(Rows excerpted from a collection)
-- Begin --

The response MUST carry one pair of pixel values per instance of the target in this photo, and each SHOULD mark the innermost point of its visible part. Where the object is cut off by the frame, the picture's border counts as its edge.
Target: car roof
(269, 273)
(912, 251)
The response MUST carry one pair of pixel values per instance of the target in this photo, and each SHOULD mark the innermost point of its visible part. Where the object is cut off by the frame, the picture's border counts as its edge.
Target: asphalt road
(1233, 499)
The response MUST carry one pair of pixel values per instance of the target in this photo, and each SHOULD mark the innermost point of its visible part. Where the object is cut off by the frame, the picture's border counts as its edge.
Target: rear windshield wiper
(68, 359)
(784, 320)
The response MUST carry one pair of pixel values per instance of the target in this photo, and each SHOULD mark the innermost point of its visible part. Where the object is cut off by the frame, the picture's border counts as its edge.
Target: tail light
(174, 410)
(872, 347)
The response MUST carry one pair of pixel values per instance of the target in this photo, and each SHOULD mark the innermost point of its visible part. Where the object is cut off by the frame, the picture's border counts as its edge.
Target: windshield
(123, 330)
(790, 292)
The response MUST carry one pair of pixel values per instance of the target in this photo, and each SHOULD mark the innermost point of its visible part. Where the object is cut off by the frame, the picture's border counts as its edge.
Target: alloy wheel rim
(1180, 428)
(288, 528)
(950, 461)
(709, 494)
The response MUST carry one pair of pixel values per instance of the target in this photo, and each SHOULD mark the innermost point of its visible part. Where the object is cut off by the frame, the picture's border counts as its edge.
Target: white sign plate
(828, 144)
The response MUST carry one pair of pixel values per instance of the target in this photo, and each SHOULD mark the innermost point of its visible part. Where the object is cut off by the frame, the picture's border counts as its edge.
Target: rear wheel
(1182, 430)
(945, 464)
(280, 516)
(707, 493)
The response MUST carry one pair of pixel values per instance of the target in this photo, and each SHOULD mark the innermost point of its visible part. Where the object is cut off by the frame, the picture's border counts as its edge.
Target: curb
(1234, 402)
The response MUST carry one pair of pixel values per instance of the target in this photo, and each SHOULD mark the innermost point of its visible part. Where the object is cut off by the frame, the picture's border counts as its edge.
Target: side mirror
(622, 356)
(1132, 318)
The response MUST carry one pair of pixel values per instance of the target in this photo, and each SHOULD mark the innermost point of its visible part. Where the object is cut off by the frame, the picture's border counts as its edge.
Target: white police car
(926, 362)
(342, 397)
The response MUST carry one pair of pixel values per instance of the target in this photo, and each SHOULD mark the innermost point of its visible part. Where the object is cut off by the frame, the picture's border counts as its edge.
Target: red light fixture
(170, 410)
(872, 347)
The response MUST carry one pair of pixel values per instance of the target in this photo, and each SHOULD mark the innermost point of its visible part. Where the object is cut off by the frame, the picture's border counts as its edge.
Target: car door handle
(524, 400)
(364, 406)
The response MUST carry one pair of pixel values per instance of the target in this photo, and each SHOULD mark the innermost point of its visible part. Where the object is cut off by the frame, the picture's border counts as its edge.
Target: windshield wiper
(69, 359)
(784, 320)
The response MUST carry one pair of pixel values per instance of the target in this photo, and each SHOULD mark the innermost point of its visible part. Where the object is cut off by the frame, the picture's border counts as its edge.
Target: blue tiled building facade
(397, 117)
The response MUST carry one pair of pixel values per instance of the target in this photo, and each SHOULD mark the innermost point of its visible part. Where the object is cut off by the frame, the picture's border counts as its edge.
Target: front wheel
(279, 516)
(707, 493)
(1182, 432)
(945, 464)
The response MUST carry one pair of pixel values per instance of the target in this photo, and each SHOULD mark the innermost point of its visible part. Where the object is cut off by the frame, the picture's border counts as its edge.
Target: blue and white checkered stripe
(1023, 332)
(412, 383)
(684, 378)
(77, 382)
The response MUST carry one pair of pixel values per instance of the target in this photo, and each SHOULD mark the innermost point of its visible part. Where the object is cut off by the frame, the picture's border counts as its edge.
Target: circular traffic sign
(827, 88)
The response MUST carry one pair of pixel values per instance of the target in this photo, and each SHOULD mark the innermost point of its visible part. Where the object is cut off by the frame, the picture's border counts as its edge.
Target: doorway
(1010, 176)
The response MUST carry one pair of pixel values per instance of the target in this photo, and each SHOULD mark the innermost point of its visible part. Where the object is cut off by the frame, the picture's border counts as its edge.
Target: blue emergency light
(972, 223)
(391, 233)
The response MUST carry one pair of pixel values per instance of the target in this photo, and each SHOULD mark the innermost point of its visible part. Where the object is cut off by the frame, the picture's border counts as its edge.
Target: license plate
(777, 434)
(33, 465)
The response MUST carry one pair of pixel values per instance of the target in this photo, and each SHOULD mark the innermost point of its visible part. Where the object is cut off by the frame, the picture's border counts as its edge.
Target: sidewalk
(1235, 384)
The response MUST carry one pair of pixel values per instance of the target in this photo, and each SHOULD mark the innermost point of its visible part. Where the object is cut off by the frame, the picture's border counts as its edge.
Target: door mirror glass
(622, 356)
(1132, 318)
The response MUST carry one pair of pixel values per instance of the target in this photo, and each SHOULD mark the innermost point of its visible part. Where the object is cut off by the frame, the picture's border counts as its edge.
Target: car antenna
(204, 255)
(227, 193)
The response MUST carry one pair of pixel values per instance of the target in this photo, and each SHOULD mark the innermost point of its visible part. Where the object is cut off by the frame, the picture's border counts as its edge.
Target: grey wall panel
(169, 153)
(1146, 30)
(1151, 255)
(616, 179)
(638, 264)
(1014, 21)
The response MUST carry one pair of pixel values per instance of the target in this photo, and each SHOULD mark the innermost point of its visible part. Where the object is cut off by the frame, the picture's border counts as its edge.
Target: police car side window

-- End --

Short problem:
Output all of the rows above as a numbered list, leaving out any blank lines.

Response:
1. The response MUST carry one pair of pixel values per instance of the target in this photo, and each SHOULD mark the innermost point of its visible part. Where the object is cut off by the frame, the picture's border counts as its edge.
2. Target: car roof
3. (269, 273)
4. (912, 251)
5. The response MUST carry one pair of pixel values per instance of the target in this photo, and each SHOULD mark the innermost point of its visible part. Where the object is cut off by the frame, the picture's border counts as its edge.
6. Target: asphalt road
7. (1233, 499)
8. The response MUST carry one pair of pixel values per instance of the target in this photo, and each SHOULD mark the innermost point of its visible part. Where the object is cut off by the frame, the picture's border counts as its edge.
9. Target: rear windshield wiper
10. (68, 359)
11. (784, 320)
12. The response MUST carry one pair of pixel values per instance of the target in this photo, and each SHOULD mark the innermost point of its visible part. Where the object is cut off by the frame, the picture's border counts as its edge.
13. Target: tail light
14. (174, 410)
15. (872, 347)
16. The response MUST carry one pair of pixel values per instance of the target in this photo, and each SHOULD mark the innermost point of its visible part. Where the object is cut off by the frame, the picture's border counts as its edge.
17. Target: windshield
18. (123, 330)
19. (790, 292)
20. The response MUST carry one pair of pixel values per instance of the target in this photo, and each SHOULD mark the innermost point of its visible part. Where the object is cut off by the frame, the picture's border counts as its edge.
21. Target: alloy wheel rim
22. (1180, 428)
23. (288, 528)
24. (950, 461)
25. (709, 494)
26. The response MUST carry one pair of pixel values per instance of the target in this photo, and each SHOULD mark the innermost point of its visible part. Where the object is cut off by the frame, the picture's border counts as its edge.
27. Target: white sign plate
28. (828, 144)
29. The response MUST carry one pair of pixel values per instance of the target in this photo, and each SHOULD mark the innermost point of its visible part. Where the object is cut off by the frame, the picture's border counts as its edge.
30. Target: rear wheel
31. (1182, 430)
32. (945, 464)
33. (280, 516)
34. (707, 493)
35. The response MUST carry one pair of pixel values per instance of the target in this photo, and each SHOULD mark the innermost point of its visible part. Where the object is cut off by the frame, the picture's border counts as its edge.
36. Target: curb
37. (1234, 402)
38. The response MUST carry one pair of pixel values per instance of the target in this photo, and each SHOULD mark the innermost point of its visible part. Where the object is cut off by the frame, the picture's border counts as its edge.
39. Target: side mirror
40. (622, 356)
41. (1132, 318)
42. The response MUST carry one pair of pixel values per instance of the target in this photo, and each SHOULD mark the innermost point of its visible part. Where the object is cut off by the frame, the picture's border counts as its edge.
43. Target: white police car
44. (926, 362)
45. (342, 397)
46. The response MUST carry one pair of pixel values per instance of the target in this photo, and each SHOULD mark the innermost point of its visible part. Where the object is cut off by the frame, the picture's border counts as its edge.
47. Target: red light fixture
48. (170, 410)
49. (872, 347)
50. The response MUST carry one pair of pixel values per instance of the target in this photo, and each SHOULD mark the innermost point of its visible part. Where the object is cut off by the frame, the picture's border counts as its edge.
51. Target: car door handle
52. (524, 400)
53. (364, 406)
54. The response MUST carry one pair of pixel values per instance of the target in this photo, and each SHOULD mark the innermost point of its visible part. Where the object is cut off by the frame, the picture's border counts as its edge.
55. Target: windshield wiper
56. (69, 359)
57. (784, 320)
58. The response MUST carry one pair of pixel values per instance of the target in this photo, and each SHOULD mark the innermost point of its visible part. Where the object is cut off by the frame, the picture's border counts as its edge.
59. Target: blue tiled building facade
60. (397, 117)
61. The response MUST carry one pair of pixel values per instance of the target in this photo, and each SHOULD mark the innermost point of its visible part. Where the object is cut off by the frame, the picture's border counts as its edge.
62. Target: front wheel
63. (279, 516)
64. (707, 493)
65. (1182, 432)
66. (945, 464)
67. The response MUST carry one pair of pixel values per instance of the target in this photo, and each SHOULD mark the innermost point of its visible part. Where the object is cut off by the frame, the picture's border counts as its edge.
68. Target: blue and white checkered stripe
69. (1023, 332)
70. (412, 383)
71. (684, 378)
72. (77, 382)
73. The response MUST carry one pair of pixel values per instance of the target in this photo, and each SHOULD mark the innermost point of its visible part. Where the object is cut off by the frame, the picture's border counts as its edge.
74. Target: circular traffic sign
75. (827, 88)
76. The response MUST carry one pair of pixel values per instance of the target in this photo, and each SHOULD mark the innermost point of its visible part. Where the object is cut off by the frame, the picture's border counts as its edge.
77. Target: doorway
78. (1010, 176)
79. The response MUST carry one pair of pixel values per instance of the target in this photo, and each SHOULD mark the innermost point of its visible part. Where the object is cut off by the frame, the picture's border counts as its edge.
80. Target: blue emergency light
81. (972, 223)
82. (391, 233)
83. The response MUST carry one pair of pixel values per instance of the target in this photo, and each SHOULD mark the innermost point of its visible part. Where the object is cut off by the frame, the picture's border counts as its edge.
84. Target: license plate
85. (777, 434)
86. (33, 465)
87. The response MUST carry one pair of pixel values per instance of the target in this photo, and each SHOULD mark the innermost point of its visible part. Where the object is cut off by the frame, the picture's border counts as its edge.
88. Target: sidewalk
89. (1235, 384)
90. The response MUST carry one pair of pixel values per instance of the target in this photo, and each SHOULD mark the innermost point of its visible part. Where the object is cut off by the frame, the picture's border counts as its edge.
91. Target: door mirror glass
92. (622, 356)
93. (1132, 318)
94. The response MUST carry one pair of pixel values per instance of the target in this photo, and each SHOULD mark the innermost point of its visible part. Where the object is cut off by the frame, the picture's border counts as its edge.
95. Target: car antenna
96. (204, 255)
97. (227, 193)
98. The response MUST carry one pair of pixel values per instance of the target in this photo, and each SHOULD mark the innermost point of its visible part. Where the object is cut off by the frame, the picture's border counts as its edge.
99. Target: grey wall panel
100. (169, 153)
101. (1146, 30)
102. (1151, 255)
103. (616, 179)
104. (638, 264)
105. (1014, 21)
106. The response MUST carry one pair of pixel values per instance of the target in this photo, and each SHOULD mark the innermost point of its visible part. Where the object is cut off by the frame, the picture's border counts as its edge.
107. Target: police car side window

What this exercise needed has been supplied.